------ Data to process ------

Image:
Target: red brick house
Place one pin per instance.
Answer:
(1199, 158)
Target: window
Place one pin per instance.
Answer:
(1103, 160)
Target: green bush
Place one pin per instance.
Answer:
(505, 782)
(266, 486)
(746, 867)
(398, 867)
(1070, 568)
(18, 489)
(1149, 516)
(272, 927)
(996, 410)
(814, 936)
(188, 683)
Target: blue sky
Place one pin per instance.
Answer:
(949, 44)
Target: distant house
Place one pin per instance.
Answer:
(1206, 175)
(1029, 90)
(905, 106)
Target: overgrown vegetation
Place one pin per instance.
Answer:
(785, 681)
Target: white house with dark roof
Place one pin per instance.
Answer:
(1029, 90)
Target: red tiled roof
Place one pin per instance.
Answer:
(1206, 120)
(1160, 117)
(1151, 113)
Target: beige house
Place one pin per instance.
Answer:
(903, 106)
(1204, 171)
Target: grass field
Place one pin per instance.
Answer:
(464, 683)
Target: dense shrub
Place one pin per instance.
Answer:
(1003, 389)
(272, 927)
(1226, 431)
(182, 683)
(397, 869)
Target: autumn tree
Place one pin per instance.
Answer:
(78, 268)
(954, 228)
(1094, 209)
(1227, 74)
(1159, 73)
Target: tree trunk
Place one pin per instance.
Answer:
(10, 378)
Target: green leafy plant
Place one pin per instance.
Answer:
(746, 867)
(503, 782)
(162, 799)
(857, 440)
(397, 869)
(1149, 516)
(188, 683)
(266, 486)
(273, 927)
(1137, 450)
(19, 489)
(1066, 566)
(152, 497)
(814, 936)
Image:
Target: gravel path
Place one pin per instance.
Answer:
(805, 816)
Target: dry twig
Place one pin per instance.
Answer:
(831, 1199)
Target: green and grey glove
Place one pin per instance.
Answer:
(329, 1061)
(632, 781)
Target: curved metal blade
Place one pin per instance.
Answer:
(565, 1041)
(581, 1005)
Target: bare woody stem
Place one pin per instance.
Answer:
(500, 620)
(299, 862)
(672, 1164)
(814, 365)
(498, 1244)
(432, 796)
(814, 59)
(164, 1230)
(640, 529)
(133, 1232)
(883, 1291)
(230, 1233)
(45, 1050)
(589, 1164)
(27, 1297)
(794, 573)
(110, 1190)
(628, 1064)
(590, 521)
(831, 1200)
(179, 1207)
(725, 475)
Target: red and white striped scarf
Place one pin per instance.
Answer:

------

Problem statement
Rewrite every entry above, changing "pin" to "dot" and leaving everything else as it is.

Exercise result
Image:
Target: red brick house
Place one dot per instance.
Answer:
(1199, 158)
Target: window
Place one dot per instance.
Answer:
(1103, 160)
Target: green bush
Place one dot per instance.
Answer:
(505, 782)
(266, 486)
(746, 867)
(398, 867)
(1070, 568)
(18, 489)
(1149, 516)
(272, 927)
(996, 410)
(814, 936)
(188, 683)
Target: blue sky
Place one dot per instance.
Answer:
(949, 44)
Target: distant house
Place one dot per instance.
Answer:
(1206, 175)
(1029, 90)
(905, 106)
Target: overgrown vegetation
Place one dot per instance.
Answer:
(785, 681)
Target: white house with dark roof
Place one dot per instance.
Answer:
(1029, 90)
Target: red tiled roof
Place one dot per instance.
Answer:
(1206, 120)
(1160, 117)
(1151, 113)
Target: beige house
Place one dot per instance.
Answer:
(903, 106)
(1204, 171)
Target: grass field
Place one dot per instance.
Answer:
(464, 683)
Target: dense shrub
Place one dot per instance.
Answer:
(1003, 389)
(272, 927)
(1226, 431)
(182, 683)
(397, 869)
Target: autumn tree
Place one dot per instance.
Answer:
(78, 268)
(954, 228)
(1094, 209)
(1227, 74)
(1159, 73)
Target: tree trunk
Place one dot per instance.
Answer:
(10, 378)
Target: green leafy plant
Place one dot per instance.
Answer:
(746, 867)
(503, 782)
(162, 799)
(857, 440)
(397, 869)
(1149, 516)
(188, 683)
(266, 486)
(273, 927)
(1137, 450)
(19, 489)
(1066, 566)
(152, 497)
(814, 936)
Image:
Target: gravel path
Place one dot per instance.
Answer:
(805, 816)
Target: dry twig
Place one dot per instance.
Answer:
(831, 1199)
Target: green and grey glove
Place one dot per instance.
Answer:
(329, 1061)
(632, 781)
Target: curved metal blade
Place one dot per instance.
Answer:
(565, 1041)
(581, 1005)
Target: bare woody stem
Place one dot per instance.
Answer:
(500, 620)
(299, 862)
(672, 1164)
(814, 365)
(498, 1244)
(432, 796)
(814, 59)
(164, 1230)
(640, 529)
(133, 1232)
(883, 1291)
(230, 1233)
(45, 1050)
(589, 1164)
(27, 1297)
(794, 573)
(110, 1190)
(628, 1064)
(590, 521)
(831, 1200)
(179, 1207)
(725, 475)
Target: red and white striped scarf
Place one dot per instance.
Answer:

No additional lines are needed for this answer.